Directive :: Return all of the entries below word for word, leaving the pictures out.

[Excerpts from a dataset on object pointing]
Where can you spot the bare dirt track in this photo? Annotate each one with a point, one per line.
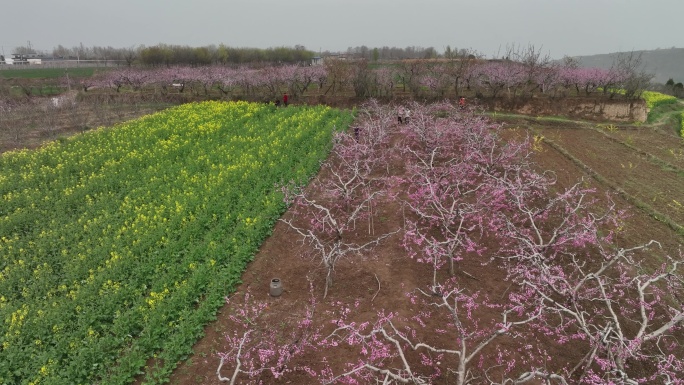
(574, 151)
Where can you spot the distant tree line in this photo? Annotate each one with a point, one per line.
(178, 55)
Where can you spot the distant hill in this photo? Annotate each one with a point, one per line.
(664, 63)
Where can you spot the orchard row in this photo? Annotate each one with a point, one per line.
(468, 195)
(422, 78)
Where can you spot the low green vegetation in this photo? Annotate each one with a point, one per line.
(118, 245)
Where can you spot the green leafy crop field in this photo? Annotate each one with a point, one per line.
(117, 246)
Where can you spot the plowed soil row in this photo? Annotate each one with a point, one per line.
(382, 279)
(638, 174)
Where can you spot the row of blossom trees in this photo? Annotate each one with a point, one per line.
(431, 79)
(469, 194)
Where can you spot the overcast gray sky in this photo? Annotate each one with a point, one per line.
(558, 27)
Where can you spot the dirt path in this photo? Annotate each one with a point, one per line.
(382, 279)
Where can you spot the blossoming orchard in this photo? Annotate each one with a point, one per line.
(120, 245)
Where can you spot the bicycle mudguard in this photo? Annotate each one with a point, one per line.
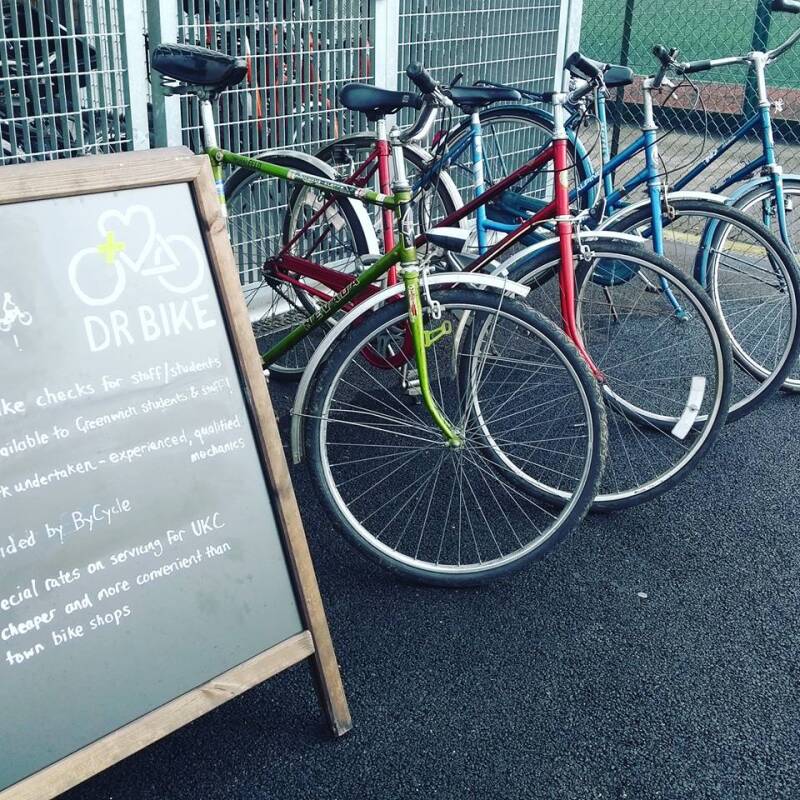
(554, 243)
(494, 282)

Answer for this exercise ::
Where can you spot the bare dirt track in this photo? Annotate each one with a point, one per line.
(574, 151)
Where can you spot the distant tree line in this photo? Annotate each one with a point, one per line.
(178, 55)
Where can you spot the distant hill in this photo? Annotate each one with a point, one per line.
(664, 63)
Where can you spot the orchard row in this photo? Annotate each one with a point, one per line.
(468, 195)
(422, 78)
Where can you spot the low green vegetation in this photo? Annotate each one with a point, one per line.
(118, 245)
Where can you spot the green leafy crop field in this photo? Annotate each one with a point, one per line.
(117, 246)
Where can you spot the plowed soil row in this photo? Annotate each one with a point, one per line.
(382, 279)
(638, 174)
Where can you spot the row of blossom trees in this photo? Annotate each one with a point, one per line.
(431, 79)
(469, 194)
Where can you spot the overcast gray sky in this photo? Annotate each one with a point, one per line.
(558, 27)
Where can you spot the dirt path in this photo? Annotate each one with a point, one per line.
(382, 279)
Where can you spot the blossoming orchard in this photo? Annotate each one with a point, one per line.
(120, 245)
Where can you spot the bicycle mudguard in this photo? Annotate each one with a point, one per line.
(554, 243)
(494, 282)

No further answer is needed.